* [Supplied text]:
## Begin

In each tab 18e, an opening 18s that passes through its thickness direction (Z-axis direction) is provided, respectively. As shown in FIG. 5, each opening 18s forms a substantially rectangular shape in plan view. Further, this opening 18s is also provided as the same arrangement, shape and size with respect to the three sheet-shaped members 18a, 18b, and 18c that constitute the optical sheet 18.

As shown in FIG. 4 and FIG. 5, the hook-shaped locking member 15 is provided on each extending surface 14c on the frame-shaped part 14a, respectively. The locking member 15 is elastically deformable and constituted of an penetrating part 15a rising from the extending surface 14c to the front side, and an extending part 15b bending from the tip of the penetrating part 15a. The penetrating part 15a that constitutes a portion of the locking member 15 forms an elongated plate shape along the ends of the optical sheet 18 in plan view, extends to the front side forming right angle relative to each extending surface 14c and passes through the opening 18s provided on each tab 18e. The penetrating part 15a passes through the opening 18s that is provided in each tab 18e in a separated state from the edges of the opening 18s. Further, as shown in FIG. 4, the penetrating part 15a extends its tip to the height between the panel support surface 14d on the frame-shaped part 14a and the surface of the higher step on which the bezel 12 is supported. Therefore, even if the tab 18e of the optical sheet 18 moves in the sheet surface direction (X-Y plane direction) and the penetrating part 15a is brought into contact with the edge of the opening 18s provided on the tab 18e, further movement of the tab 18e in the sheet surface direction is prevented. Thus, movement of the optical sheet 18 in the sheet surface direction (X-Y plane direction) is regulated by the penetrating part 15a.

## End

* [The problem]:
Answer these questions about the text on the optical sheet and locking member:
1. What shape does each opening 18s form in plan view?
2. Which two parts make up the locking member 15?
3. What regulates the movement of the optical sheet 18 in the sheet surface direction?

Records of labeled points
## Begin

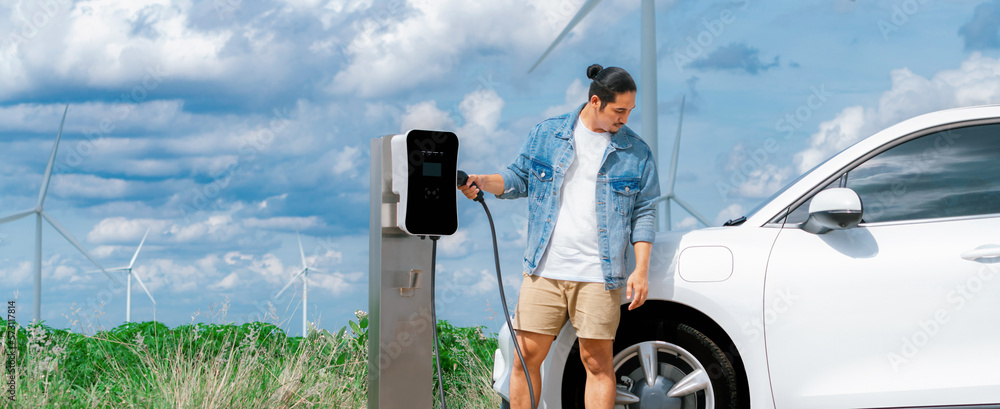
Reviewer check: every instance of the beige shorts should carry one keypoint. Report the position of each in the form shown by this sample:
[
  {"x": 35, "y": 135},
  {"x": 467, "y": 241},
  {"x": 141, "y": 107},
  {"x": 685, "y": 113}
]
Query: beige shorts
[{"x": 544, "y": 305}]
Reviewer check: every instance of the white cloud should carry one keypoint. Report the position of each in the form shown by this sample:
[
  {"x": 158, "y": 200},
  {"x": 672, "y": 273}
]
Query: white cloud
[
  {"x": 124, "y": 230},
  {"x": 764, "y": 181},
  {"x": 226, "y": 283},
  {"x": 422, "y": 42},
  {"x": 16, "y": 274},
  {"x": 426, "y": 115},
  {"x": 283, "y": 223},
  {"x": 234, "y": 257},
  {"x": 88, "y": 186},
  {"x": 576, "y": 94},
  {"x": 975, "y": 82},
  {"x": 347, "y": 162},
  {"x": 167, "y": 274},
  {"x": 107, "y": 43},
  {"x": 455, "y": 244},
  {"x": 336, "y": 283}
]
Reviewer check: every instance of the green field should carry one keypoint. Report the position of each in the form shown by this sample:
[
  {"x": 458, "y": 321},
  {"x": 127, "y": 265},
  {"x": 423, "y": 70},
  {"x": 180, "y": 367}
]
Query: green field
[{"x": 254, "y": 365}]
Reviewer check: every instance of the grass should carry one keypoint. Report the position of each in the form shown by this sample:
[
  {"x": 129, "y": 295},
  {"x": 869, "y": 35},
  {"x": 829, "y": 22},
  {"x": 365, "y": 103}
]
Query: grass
[{"x": 254, "y": 365}]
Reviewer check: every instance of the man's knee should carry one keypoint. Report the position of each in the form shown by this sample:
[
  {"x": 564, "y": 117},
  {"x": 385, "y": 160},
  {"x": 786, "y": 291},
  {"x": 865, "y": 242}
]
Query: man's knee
[{"x": 597, "y": 356}]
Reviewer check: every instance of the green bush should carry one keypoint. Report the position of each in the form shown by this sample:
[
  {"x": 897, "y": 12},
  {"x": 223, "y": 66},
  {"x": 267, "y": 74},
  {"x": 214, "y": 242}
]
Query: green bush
[{"x": 253, "y": 365}]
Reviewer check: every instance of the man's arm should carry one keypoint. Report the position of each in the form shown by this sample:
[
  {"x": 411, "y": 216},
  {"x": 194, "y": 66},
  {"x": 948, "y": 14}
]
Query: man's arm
[{"x": 638, "y": 281}]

## End

* [Solution to the problem]:
1. A substantially rectangular shape.
2. A penetrating part 15a rising from the extending surface 14c to the front side, and an extending part 15b bending from the tip of the penetrating part 15a.
3. The penetrating part 15a.